= WORK INSTRUCTION =
Your task is to copy every line of this material exactly.

= ENTRIES PROVIDED =
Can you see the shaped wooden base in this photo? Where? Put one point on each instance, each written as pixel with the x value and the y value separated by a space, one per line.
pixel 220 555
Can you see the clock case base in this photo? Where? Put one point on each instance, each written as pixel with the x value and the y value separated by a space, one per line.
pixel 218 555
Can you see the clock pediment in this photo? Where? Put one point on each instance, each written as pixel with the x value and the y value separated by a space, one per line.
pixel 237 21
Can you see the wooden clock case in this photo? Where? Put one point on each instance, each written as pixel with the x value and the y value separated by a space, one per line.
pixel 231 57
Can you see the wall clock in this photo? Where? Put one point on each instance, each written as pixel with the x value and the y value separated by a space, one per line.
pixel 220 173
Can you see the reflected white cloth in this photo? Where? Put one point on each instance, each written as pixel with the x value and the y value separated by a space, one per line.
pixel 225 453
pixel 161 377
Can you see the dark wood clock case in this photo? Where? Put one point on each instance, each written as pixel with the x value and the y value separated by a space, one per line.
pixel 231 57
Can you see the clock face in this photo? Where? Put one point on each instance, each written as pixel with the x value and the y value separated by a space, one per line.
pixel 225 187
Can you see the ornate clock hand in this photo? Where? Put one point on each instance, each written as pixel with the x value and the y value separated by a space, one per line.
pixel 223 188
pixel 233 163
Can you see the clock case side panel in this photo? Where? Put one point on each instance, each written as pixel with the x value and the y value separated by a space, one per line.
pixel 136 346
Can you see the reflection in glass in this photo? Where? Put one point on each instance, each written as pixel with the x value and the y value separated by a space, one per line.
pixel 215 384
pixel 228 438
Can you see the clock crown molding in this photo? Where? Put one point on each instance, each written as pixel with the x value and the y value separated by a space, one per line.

= RESULT OF THIS TASK =
Can you see the shaped wooden base in this photo? Where? Put one point on each instance, each written as pixel with the x value and the y value separated by a space, one per line.
pixel 220 555
Can you see the clock case base in this photo? Where? Put one point on each instance, each written as pixel with the x value and the y value separated by a space, one per line.
pixel 218 555
Can you see the clock pediment in this photo? Where? Put one point on each instance, each written as pixel with the x value and the y value separated by a space, one per line.
pixel 237 21
Can you see the wooden clock case in this photo? Where? Put one point on each instance, each written as pixel with the x value and the y value separated by a space, one per line.
pixel 231 57
Can you see the wall clock in this photo? Where? Put one point on each instance, each written as pixel with the x value and the y value separated by a space, one per line.
pixel 220 173
Can you see the reflected white cloth in this photo? Where? Put one point on each instance, each written as pixel with the x value and the y value separated by a space, one per line.
pixel 225 453
pixel 161 377
Can you see the dark wood clock case in this photo? Where? Put one point on each instance, each written as pixel with the x value and the y value separated by a space, one per line.
pixel 231 57
Can you see the clock face in this photo? Where? Put one point on each instance, each written as pixel with the x value and the y value separated by a space, one per line.
pixel 225 187
Can you see the ornate clock hand in this photo? Where? Put one point on each instance, each written as pixel with the x value and the y value separated by a space, one per line.
pixel 223 188
pixel 233 163
Can you see the clock case side panel in this photo? Where? Put one point on each instance, each written as pixel with the x value and the y value separated by a space, one per line.
pixel 136 346
Can you see the reflection in glass in this photo? Where? Put one point on each instance, each written as pixel with the x value and the y value separated by a space, one per line.
pixel 215 384
pixel 228 438
Can you see the clock crown molding in this photo? Where? Put one point on each instance, each written as pixel with the x value and the y value separated by a space, one per line.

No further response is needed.